↓↓↓

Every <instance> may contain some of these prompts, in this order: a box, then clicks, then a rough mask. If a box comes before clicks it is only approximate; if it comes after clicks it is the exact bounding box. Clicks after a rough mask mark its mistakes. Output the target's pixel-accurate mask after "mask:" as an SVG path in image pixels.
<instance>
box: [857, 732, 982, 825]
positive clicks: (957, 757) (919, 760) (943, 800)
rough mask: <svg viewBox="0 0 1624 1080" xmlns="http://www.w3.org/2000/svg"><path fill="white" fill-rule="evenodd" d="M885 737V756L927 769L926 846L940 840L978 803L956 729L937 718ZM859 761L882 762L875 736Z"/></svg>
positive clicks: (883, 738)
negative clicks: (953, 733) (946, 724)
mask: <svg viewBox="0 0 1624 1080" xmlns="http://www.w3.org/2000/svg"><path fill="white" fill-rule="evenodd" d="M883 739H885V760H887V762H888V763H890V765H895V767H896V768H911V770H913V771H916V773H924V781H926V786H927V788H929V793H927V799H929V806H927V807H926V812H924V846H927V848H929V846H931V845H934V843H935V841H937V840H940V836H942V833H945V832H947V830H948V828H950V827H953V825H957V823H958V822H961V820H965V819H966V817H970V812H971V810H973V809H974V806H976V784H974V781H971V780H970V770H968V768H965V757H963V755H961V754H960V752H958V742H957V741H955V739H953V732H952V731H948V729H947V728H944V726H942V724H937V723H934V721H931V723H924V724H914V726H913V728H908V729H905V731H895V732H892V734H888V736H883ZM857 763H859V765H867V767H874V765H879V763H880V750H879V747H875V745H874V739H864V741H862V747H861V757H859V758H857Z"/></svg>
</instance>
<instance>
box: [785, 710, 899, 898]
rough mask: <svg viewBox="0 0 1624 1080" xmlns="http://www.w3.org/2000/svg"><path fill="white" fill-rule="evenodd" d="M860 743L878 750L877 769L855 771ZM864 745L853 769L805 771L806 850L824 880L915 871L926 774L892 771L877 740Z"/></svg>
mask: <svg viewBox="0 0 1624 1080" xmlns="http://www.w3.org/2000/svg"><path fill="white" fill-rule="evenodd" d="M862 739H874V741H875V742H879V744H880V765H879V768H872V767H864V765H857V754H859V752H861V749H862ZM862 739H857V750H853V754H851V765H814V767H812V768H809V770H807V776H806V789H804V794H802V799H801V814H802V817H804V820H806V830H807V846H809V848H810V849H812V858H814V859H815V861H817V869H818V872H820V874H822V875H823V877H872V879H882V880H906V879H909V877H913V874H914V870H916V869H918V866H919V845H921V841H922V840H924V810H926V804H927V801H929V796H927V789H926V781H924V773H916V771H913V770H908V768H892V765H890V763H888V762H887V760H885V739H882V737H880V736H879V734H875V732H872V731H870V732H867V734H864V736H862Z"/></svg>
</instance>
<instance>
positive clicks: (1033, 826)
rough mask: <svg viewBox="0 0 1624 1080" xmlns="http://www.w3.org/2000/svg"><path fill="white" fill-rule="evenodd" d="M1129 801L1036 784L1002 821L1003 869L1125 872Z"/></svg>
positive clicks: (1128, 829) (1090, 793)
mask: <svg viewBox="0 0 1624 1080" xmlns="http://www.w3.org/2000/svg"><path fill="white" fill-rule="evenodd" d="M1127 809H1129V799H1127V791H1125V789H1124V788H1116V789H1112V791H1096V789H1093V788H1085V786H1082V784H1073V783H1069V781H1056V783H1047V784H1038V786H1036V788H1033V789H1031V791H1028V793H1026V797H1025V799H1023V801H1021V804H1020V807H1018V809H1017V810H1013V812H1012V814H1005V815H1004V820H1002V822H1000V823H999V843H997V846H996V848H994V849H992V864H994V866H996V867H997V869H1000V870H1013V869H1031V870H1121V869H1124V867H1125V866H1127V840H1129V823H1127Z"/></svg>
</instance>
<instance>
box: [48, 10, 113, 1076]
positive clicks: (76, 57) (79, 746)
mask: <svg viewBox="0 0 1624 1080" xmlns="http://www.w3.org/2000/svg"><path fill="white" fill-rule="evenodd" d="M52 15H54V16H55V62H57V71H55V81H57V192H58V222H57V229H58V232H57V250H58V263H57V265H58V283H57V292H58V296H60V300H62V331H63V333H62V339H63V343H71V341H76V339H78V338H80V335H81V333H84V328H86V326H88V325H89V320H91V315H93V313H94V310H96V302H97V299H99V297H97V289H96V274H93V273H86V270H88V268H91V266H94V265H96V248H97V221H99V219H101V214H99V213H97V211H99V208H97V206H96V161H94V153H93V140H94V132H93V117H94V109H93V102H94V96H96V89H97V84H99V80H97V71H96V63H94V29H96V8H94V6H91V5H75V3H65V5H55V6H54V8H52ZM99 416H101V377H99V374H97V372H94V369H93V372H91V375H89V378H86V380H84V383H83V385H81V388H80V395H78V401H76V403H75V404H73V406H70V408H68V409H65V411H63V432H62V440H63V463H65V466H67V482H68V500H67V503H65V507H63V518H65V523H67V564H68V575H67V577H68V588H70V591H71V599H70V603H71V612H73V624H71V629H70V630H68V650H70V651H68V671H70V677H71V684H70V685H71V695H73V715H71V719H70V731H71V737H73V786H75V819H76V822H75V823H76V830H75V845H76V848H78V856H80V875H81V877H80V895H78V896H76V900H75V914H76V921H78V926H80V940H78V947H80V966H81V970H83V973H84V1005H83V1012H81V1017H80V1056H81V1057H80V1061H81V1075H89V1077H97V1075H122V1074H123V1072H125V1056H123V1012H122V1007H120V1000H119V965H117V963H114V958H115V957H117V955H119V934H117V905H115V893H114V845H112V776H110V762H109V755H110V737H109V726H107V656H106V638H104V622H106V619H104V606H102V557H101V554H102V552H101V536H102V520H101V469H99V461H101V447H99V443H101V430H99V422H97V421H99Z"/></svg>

↑↑↑

◆ **AIM OF THE TASK**:
Having output the line that contains "positive clicks: (957, 757)", stop. Every line before it, back to the first line of the data, must be reproduced exactly.

◆ **RESULT OF THIS EXERCISE**:
Every <instance> may contain some of these prompts, in this order: a box, then clicks, then a rough mask. If a box comes before clicks it is only approximate; if it comes after clicks it is the exact bounding box. Clicks after a rough mask mark its mistakes. Output the target's pixel-accurate mask after "mask:" as an SVG path in image pixels.
<instance>
box: [857, 732, 982, 825]
positive clicks: (957, 757) (919, 760) (943, 800)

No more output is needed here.